◆ **Work to be completed**:
Below are the entries; return exactly the line with "Each instance receives one keypoint. Mark the distant" and every later line, without anything else.

◆ **Source records**:
==========

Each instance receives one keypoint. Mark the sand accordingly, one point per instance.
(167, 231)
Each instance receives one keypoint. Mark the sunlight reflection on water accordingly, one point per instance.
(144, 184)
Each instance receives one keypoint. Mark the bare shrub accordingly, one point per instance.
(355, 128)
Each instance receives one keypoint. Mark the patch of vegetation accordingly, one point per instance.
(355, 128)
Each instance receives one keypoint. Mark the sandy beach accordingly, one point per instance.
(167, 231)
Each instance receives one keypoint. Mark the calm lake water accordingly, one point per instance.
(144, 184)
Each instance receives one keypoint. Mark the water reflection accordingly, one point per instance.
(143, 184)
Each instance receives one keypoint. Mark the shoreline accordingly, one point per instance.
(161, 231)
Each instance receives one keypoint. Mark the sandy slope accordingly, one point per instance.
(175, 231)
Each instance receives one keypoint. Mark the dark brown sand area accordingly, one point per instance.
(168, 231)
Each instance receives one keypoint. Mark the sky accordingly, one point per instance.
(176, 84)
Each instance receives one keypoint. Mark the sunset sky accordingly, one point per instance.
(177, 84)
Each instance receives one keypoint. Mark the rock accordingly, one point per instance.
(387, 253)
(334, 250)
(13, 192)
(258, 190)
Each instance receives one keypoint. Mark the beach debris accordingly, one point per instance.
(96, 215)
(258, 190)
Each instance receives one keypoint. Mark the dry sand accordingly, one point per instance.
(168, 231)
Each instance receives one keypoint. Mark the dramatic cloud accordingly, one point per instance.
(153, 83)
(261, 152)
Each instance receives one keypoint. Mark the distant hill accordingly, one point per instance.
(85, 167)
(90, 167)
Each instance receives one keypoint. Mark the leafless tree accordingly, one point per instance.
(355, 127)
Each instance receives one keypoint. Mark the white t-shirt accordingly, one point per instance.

==========

◆ **Answer for the task**:
Each instance receives one keypoint. Mark the distant hill accordingly, one point per instance.
(85, 167)
(90, 167)
Each instance receives one keypoint. Mark the leafless tree accordingly, one point per instance.
(355, 127)
Each instance receives one keypoint. Mark the white t-shirt accordingly, one point per instance.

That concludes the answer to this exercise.